Rewrite the lines below as a JSON list of strings, with one string for each line and any blank lines omitted.

[Start of Given entries]

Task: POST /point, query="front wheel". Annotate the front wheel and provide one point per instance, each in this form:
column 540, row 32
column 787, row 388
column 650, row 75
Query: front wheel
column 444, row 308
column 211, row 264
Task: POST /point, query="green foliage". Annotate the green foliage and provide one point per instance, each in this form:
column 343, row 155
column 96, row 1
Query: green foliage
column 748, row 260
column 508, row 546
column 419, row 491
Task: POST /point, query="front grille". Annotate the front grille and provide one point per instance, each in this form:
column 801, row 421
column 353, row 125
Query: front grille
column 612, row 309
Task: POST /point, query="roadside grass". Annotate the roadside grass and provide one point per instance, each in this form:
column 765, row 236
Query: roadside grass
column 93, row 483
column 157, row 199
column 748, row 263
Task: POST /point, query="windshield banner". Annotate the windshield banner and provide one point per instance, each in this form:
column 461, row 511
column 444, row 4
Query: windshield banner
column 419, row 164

[End of Given entries]

### Reply
[
  "Task: POST /point, query=\"front wheel\". Annotate the front wheel and provide one point per instance, each in this form:",
  "column 540, row 32",
  "column 787, row 388",
  "column 650, row 75",
  "Query: front wheel",
  "column 444, row 308",
  "column 211, row 264",
  "Task: POST /point, query=\"green foliage\". Annotate the green foliage and provide one point per instance, each in this form:",
  "column 343, row 155",
  "column 96, row 1",
  "Query: green foliage",
  "column 748, row 260",
  "column 508, row 546",
  "column 419, row 491",
  "Task: POST /point, query=\"front grille\". Annotate the front grille and provide one point per instance, each in this form:",
  "column 801, row 421",
  "column 353, row 125",
  "Query: front grille",
  "column 612, row 309",
  "Task: POST /point, query=\"roadside grass\". Annotate the roadside grass and provide one point per instance, each in this form:",
  "column 765, row 236",
  "Query: roadside grass",
  "column 93, row 483",
  "column 157, row 199",
  "column 748, row 263",
  "Task: POST /point, query=\"windshield banner\". Annotate the windshield banner and provide one point per instance, each in this form:",
  "column 461, row 511",
  "column 444, row 4",
  "Query: windshield banner",
  "column 419, row 164"
]